--- Exercise inputs ---
··········

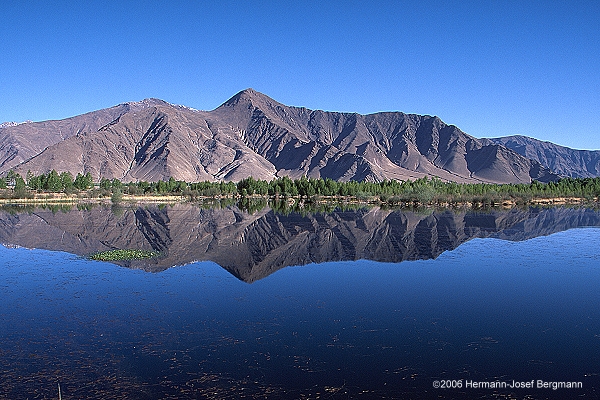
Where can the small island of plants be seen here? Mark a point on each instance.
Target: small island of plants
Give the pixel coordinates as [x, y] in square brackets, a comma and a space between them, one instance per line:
[124, 255]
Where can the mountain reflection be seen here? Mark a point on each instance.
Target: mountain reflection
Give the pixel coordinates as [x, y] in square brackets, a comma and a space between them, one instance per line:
[252, 246]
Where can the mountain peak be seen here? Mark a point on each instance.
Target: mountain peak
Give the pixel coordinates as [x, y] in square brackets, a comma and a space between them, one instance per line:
[250, 96]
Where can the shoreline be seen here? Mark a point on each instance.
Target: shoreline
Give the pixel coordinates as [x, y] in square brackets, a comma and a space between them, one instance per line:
[291, 201]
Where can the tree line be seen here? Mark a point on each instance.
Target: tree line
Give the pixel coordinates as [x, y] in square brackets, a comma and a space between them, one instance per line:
[422, 190]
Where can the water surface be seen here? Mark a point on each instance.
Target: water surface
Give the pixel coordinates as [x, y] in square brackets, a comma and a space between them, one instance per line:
[474, 307]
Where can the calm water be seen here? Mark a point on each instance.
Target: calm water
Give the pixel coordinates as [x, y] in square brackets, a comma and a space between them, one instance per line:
[473, 309]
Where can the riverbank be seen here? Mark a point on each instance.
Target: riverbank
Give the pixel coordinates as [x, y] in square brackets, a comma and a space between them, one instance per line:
[89, 197]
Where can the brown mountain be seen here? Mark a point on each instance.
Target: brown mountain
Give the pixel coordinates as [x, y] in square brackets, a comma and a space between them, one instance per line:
[252, 134]
[560, 159]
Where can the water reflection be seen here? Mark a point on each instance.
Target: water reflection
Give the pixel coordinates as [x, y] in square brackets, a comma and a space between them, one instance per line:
[251, 246]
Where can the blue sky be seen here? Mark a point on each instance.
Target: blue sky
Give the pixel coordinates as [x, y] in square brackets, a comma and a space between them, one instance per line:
[492, 68]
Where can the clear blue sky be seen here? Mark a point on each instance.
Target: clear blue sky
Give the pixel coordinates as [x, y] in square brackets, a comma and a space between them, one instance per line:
[493, 68]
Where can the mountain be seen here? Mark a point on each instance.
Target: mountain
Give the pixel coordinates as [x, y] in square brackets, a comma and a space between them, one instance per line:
[252, 134]
[562, 160]
[252, 246]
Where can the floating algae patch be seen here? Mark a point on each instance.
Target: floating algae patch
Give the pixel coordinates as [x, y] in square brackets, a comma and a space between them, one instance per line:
[124, 255]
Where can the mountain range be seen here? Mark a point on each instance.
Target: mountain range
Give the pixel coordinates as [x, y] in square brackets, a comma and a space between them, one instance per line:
[253, 135]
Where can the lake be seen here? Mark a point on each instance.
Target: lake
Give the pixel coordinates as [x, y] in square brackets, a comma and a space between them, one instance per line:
[367, 303]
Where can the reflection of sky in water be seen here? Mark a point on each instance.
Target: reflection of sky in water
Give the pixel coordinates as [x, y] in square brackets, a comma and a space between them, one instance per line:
[488, 310]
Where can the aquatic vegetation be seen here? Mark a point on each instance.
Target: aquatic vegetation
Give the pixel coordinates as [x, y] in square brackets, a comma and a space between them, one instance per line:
[124, 255]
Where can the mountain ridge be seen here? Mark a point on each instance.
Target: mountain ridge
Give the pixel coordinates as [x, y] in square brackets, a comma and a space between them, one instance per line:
[252, 134]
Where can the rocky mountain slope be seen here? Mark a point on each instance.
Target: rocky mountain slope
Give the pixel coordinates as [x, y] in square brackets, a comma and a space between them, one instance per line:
[560, 159]
[252, 134]
[252, 246]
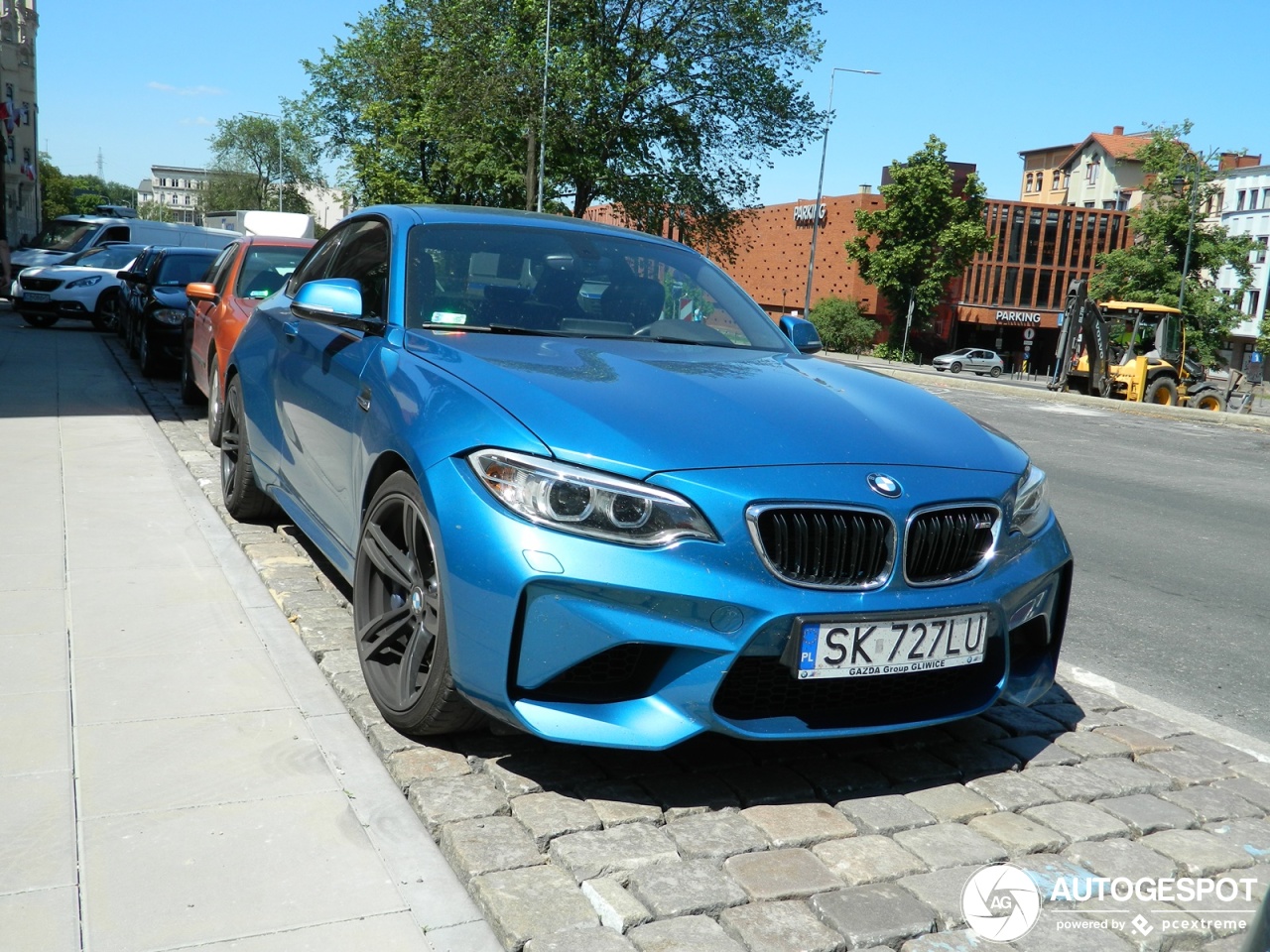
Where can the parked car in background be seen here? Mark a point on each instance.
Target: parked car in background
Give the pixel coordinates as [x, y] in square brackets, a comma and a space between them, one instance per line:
[970, 358]
[245, 273]
[68, 234]
[130, 293]
[559, 504]
[84, 286]
[158, 311]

··········

--- Exercise brief ---
Copy every line of the data exactly as written, excluding the pictures.

--- Solution for this exercise ---
Where can the small island of plants be seen here? Mark a point on each instance.
Target: small island of plants
Give the pixel coordinates as [x, y] in square brackets, a comma and a space between them, one instance per line:
[124, 255]
Where can the mountain reflection be seen here? Mark a point on each instance.
Target: mountain reflection
Give the pixel coordinates as [x, y] in square brackets, a comma and a space between them, one instance per line:
[252, 246]
Where can the mountain peak be seen here? Mark a point on each instance.
Target: mountain peak
Give the pixel coordinates as [x, y] in square brackets, a comma and a space between them, one instance per line:
[250, 96]
Where can the shoreline be seen here? Mark a point on each instance.
Target: shoreline
Give the pixel coordinates as [x, y] in square brackets, a comma and a space between them, one instance per line:
[291, 201]
Where can the tree line be seen here? Mark a point on each instance.
Target: tree line
Give the pixel coordinates as [x, y] in square brackets, a comma and a space between them, one instance per line:
[422, 190]
Where can the water surface be seen here? Mark a point on each instance.
Target: water surface
Give the pixel coordinates as [x, y] in square brackets, a comma and a space between them, one instance per line:
[474, 307]
Where can the calm water be seen here? Mark a point on each instance.
Target: calm water
Give the pixel coordinates as [x, y] in square brackets, a comma and a space between them, one instance per line:
[473, 309]
Where can the riverbank be seen here? Mark a point on each instance.
Target: riverbank
Give the pixel coordinates as [x, y] in square brackets, a comma and a space between them, one instance per line:
[89, 197]
Where can the brown mountain be seen here? Mark a point on each instance.
Target: brown mountain
Give the pixel coordinates as [x, y] in square brackets, a comma and a space between them, one instance per line:
[252, 134]
[560, 159]
Where can the water reflection be seen here? Mark a point on each instance.
Target: water reflection
Give the pixel coordinates as [x, y] in square brackets, a comma and a space between them, one instance per line:
[251, 246]
Where can the blue sky be seen here? Mark a point on each instance.
Target: blue sky
Give the pixel coordinates as [x, y] in square brackets, a comma and a space between them, one instance per line:
[492, 68]
Where can the clear blue sky be seen here? Mark a point on each instance.
Target: clear blue sky
Give the pixel coordinates as [x, y] in square brackets, a comma and a space between them, one instance per line:
[493, 68]
Where can the mountain be seen here? Mark a point on each instance.
Target: mountain
Give the pixel coordinates as [x, y] in square brackets, a comma and a space between them, one instance per line:
[252, 134]
[562, 160]
[252, 246]
Where can the floating algae patch be seen here? Mark a point on each instance.
Target: floating algae patch
Give the pixel coordinates as [x, y] in square brackets, a comma and a space between them, one instance per line:
[124, 255]
Where can the mountain range be seen here? Mark a point on each instance.
Target: mountain range
Give the pixel coordinates as [x, y] in square brackets, a comma and a space between them, one instance per line:
[253, 135]
Where can the lake be seen here? Mark a point on each instance.
Target: lake
Give the pixel coordinates as [x, y] in square brackets, a comma and a space between them, one instance per line:
[367, 303]
Where can the reflection of sky in water be seen here? Mark a point on each instance.
Target: reflection of sky in water
Give the pixel coordinates as [x, y] in square brackets, a comma and a space between them, one instance per line:
[488, 310]
Where can the aquatic vegetation be seen here? Mark a point on each instance.
Target: aquatic vegetation
Give the pixel coordinates as [x, y] in square brackets, a comma and a space between them, one instance per line:
[124, 255]
Where can the mountain ridge be seen here? Mark a point on each instance.
Target: mountain ridge
Give the pixel coordinates as [x, y] in square brackets, a comma and a space between them, one instance per line:
[252, 134]
Where can the rocky mountain slope be seen here? Mark a point on each instance.
Target: rocky mountain slope
Give the pixel coordinates as [x, y] in square brackets, a comma and a space between them, one instance per line:
[560, 159]
[252, 134]
[252, 246]
Where can the parked car in background be seen here? Mark a point on each instance.
Target: parked car in background
Give the pixel coordinates as [x, y] in square brackets, a comma and a space between them, one instance per line:
[970, 358]
[245, 273]
[68, 234]
[130, 293]
[559, 504]
[84, 286]
[158, 311]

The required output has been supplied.